(Records for point placement)
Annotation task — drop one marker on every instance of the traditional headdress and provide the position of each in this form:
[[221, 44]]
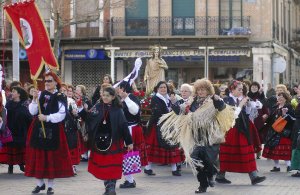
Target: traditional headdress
[[133, 75], [48, 72]]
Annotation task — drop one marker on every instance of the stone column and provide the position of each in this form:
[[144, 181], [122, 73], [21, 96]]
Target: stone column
[[262, 66]]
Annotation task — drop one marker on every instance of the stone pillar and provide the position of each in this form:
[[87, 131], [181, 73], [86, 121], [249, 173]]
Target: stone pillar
[[262, 66]]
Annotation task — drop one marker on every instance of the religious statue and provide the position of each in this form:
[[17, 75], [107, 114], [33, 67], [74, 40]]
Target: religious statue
[[154, 71]]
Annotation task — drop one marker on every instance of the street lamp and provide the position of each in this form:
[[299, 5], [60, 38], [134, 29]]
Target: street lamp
[[206, 54], [112, 61]]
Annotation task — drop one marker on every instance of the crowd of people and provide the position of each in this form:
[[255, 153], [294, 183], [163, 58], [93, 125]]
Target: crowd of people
[[216, 128]]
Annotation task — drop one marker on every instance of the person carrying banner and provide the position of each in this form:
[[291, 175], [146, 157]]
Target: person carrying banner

> [Exercise objective]:
Copy the stretch of the records above from the line that contains "the stone column" through the line that contains "[[206, 54], [112, 61]]", with both of those lines included.

> [Full response]:
Annotation task — drop one marker on every instance of the stone column and provide the position of each in this form:
[[144, 181], [122, 73], [21, 96]]
Target: stone column
[[262, 66]]
Annotation task — drop one marker on every instance of the stone pillar and provide the position of each in this form:
[[87, 131], [181, 73], [86, 121], [249, 173]]
Target: stone pillar
[[262, 66]]
Annotation task — drop one marker on every instance of the religious statue and provide the position of each in this form:
[[17, 75], [107, 114], [33, 67], [74, 40]]
Target: religious statue
[[154, 71]]
Annotation task — drop one marker on every instance of the street lamp and provide the position of each in this form:
[[299, 5], [60, 38], [134, 29]]
Target: street lamp
[[206, 54], [112, 61]]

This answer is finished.